(Dataset excerpts)
= = = = = = =

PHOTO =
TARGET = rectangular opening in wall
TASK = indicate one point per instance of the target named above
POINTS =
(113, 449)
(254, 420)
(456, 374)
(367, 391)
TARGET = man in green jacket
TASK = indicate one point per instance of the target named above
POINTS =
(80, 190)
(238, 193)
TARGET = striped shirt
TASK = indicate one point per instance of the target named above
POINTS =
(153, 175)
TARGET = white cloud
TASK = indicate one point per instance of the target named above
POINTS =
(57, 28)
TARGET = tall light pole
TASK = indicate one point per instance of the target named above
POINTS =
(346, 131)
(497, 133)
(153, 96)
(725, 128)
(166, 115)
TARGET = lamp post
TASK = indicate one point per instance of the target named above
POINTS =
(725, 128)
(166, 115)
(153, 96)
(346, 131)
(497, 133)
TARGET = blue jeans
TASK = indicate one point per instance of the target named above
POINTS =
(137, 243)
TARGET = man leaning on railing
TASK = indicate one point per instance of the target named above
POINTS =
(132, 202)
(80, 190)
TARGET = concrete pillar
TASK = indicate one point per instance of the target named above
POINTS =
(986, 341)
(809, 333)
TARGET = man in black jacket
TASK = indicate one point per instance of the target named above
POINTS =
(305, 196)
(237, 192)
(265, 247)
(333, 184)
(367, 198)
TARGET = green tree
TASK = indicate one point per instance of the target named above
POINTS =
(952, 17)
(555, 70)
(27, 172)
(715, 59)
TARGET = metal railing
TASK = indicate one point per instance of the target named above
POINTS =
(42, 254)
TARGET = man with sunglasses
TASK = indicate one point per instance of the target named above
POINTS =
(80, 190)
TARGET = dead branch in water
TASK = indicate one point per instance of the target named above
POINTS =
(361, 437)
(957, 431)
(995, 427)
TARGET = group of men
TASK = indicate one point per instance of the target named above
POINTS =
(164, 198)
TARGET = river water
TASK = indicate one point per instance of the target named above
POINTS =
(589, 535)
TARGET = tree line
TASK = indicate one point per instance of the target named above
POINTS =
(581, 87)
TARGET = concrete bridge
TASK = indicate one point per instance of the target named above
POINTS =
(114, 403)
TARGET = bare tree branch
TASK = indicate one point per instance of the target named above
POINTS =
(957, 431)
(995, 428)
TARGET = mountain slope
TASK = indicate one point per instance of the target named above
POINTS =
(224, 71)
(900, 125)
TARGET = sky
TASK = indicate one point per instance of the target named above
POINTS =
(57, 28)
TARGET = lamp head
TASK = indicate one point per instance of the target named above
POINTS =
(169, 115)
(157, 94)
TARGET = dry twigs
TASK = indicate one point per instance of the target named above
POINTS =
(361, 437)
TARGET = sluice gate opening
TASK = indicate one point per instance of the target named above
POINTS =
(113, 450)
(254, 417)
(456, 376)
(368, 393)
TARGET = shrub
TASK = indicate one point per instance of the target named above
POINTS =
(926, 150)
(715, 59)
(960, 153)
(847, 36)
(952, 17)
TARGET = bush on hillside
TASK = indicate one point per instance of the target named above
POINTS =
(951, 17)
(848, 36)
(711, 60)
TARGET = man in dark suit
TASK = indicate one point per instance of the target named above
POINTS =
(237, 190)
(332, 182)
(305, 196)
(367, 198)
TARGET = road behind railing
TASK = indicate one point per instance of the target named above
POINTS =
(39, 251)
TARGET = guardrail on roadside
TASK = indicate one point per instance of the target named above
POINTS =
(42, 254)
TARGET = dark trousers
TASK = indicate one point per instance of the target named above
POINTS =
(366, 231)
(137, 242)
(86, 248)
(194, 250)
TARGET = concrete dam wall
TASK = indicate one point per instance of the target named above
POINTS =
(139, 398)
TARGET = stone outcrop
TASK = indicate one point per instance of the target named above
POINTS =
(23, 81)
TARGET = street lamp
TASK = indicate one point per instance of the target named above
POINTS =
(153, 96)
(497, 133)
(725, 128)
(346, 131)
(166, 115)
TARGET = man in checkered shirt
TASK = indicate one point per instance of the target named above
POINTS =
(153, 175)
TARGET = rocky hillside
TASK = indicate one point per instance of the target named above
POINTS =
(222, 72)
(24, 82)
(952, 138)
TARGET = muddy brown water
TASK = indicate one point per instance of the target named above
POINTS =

= = = = = = =

WHAT NEEDS TO BE DONE.
In full and word for word, restate the data.

TASK RESULT.
PHOTO =
TARGET = rectangular opening in wall
TASK = indicate one point per instance of the target named above
POINTS =
(113, 449)
(254, 420)
(456, 374)
(367, 391)
TARGET = man in green jacket
TASK = indicate one point per instance of the target named above
POINTS =
(80, 190)
(238, 193)
TARGET = striped shirt
TASK = indicate one point per instance of the target named above
POINTS =
(153, 175)
TARGET = white cloud
TASK = indicate one point per instance of the target named above
POINTS =
(57, 28)
TARGET = tall light pole
TASK = indicate one point per instance of the target named above
POINTS =
(346, 131)
(497, 133)
(153, 96)
(725, 128)
(166, 115)
TARGET = lamp post
TASK = indicate one point per instance of the target named above
POINTS =
(725, 128)
(166, 115)
(153, 96)
(346, 131)
(497, 133)
TARGET = blue jeans
TASK = indicate one point per instance of the target named above
POINTS =
(137, 243)
TARGET = man leaning on railing
TASK = indicate one point per instance of the target named above
POINTS =
(132, 202)
(80, 190)
TARGET = concrete pillar
TASK = indicate one point per instance of the target named above
POINTS =
(986, 341)
(809, 333)
TARGET = man in black jacket
TASK = indicate one point per instance of the target named above
POINTS =
(305, 196)
(237, 192)
(265, 247)
(333, 184)
(367, 198)
TARGET = green tree
TASK = indicate one point per instance of the target named above
POINTS =
(952, 17)
(555, 70)
(27, 172)
(715, 59)
TARGET = metal railing
TASK = indicate one point per instance of the target named above
POINTS =
(42, 254)
TARGET = man with sunglasses
TASK = indicate one point per instance of the target named above
POINTS =
(80, 190)
TARGET = dead branch in water
TASK = indicate one point per instance of the target named above
POINTS =
(361, 437)
(957, 431)
(995, 427)
TARGET = group of men
TASK = indicate one point per instance of the target named above
POINTS =
(164, 198)
TARGET = river water
TASK = indicate one point per instance of the target named above
POINTS =
(589, 535)
TARGET = tree line
TASK = indicate one point per instance of the target named above
POINTS =
(581, 87)
TARGET = concrete bridge
TASK = indicate one point per instance of the target named above
POINTS =
(114, 403)
TARGET = bare tree branch
TASK = indicate one point per instance of the target named above
POINTS =
(957, 431)
(995, 428)
TARGET = mountain slope
TASK = indicate one point per instance of the target named above
POINTS =
(224, 71)
(900, 125)
TARGET = sky
TASK = indicate one point per instance of the target named above
POINTS =
(57, 28)
TARGET = lamp head
TASK = indicate one point per instance of the target named above
POINTS =
(169, 115)
(157, 94)
TARGET = dry twigs
TASK = indicate one point per instance of the target named above
POINTS =
(361, 437)
TARGET = sluice gate opening
TASK = indicate one point per instance of the target named above
POINTS =
(113, 450)
(254, 417)
(456, 376)
(368, 393)
TARGET = shrub
TASK = indicate one point per instance of the target named above
POINTS =
(926, 150)
(715, 59)
(960, 153)
(847, 36)
(952, 17)
TARGET = bush on hillside
TASK = indicate one point per instance of the target named above
POINTS =
(951, 17)
(848, 36)
(711, 60)
TARGET = man in dark suit
TASK = indicate one point per instance of the target named above
POINTS =
(237, 190)
(332, 182)
(305, 196)
(367, 198)
TARGET = road behind railing
TASK = indicate one point per instance of the target named above
POINTS =
(39, 251)
TARGET = guardrail on roadside
TASK = indicate one point per instance of the target named above
POINTS =
(42, 254)
TARGET = dark trousers
TASK = indicate one point per instance of the target named above
POINTS =
(366, 231)
(137, 242)
(86, 248)
(194, 250)
TARGET = concrete dam wall
TASK = indicate one point per instance of the target named above
POINTS =
(139, 398)
TARGET = stone outcrop
TASK = indicate one point per instance of the target named above
POINTS =
(23, 81)
TARGET = street lamp
TASK = indicate one point per instance of the target named above
POINTS =
(153, 96)
(497, 133)
(725, 128)
(346, 131)
(166, 115)
TARGET = man in checkered shirt
TASK = indicate one point per instance of the target named above
POINTS =
(153, 175)
TARGET = rocky hillside
TASK = indicate one point per instance of the target named above
POINTS =
(222, 72)
(24, 82)
(952, 138)
TARGET = muddy brown water
TASK = indicate one point per instance of the target named above
POINTS =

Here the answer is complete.